Set problem ->
Write out every line of the entries below again, including the requests, but shift each bounding box coordinate in the answers up by 64. Leave the pictures out.

Image entries on named regions
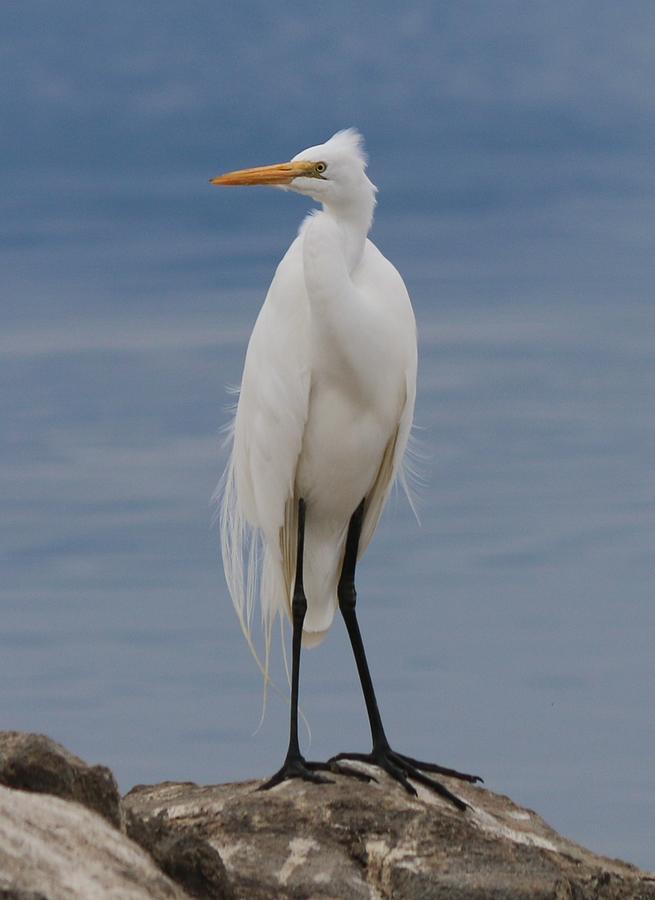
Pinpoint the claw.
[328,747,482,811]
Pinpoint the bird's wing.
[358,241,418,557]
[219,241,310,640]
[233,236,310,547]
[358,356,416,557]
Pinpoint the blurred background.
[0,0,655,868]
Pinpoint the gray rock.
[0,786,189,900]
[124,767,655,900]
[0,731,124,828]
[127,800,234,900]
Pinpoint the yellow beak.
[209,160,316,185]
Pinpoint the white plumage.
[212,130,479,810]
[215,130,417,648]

Problem solution ->
Pinpoint the claw.
[392,811,546,875]
Pinpoint the bird's wing.
[422,305,482,621]
[283,305,374,704]
[297,300,374,611]
[422,420,480,621]
Pinpoint the blurred background.
[64,64,719,932]
Pinpoint the gray rock.
[64,850,253,964]
[188,831,719,964]
[64,795,188,892]
[191,864,298,964]
Pinpoint the yellow beak.
[273,224,380,249]
Pinpoint the white plumage.
[276,194,543,874]
[279,194,481,712]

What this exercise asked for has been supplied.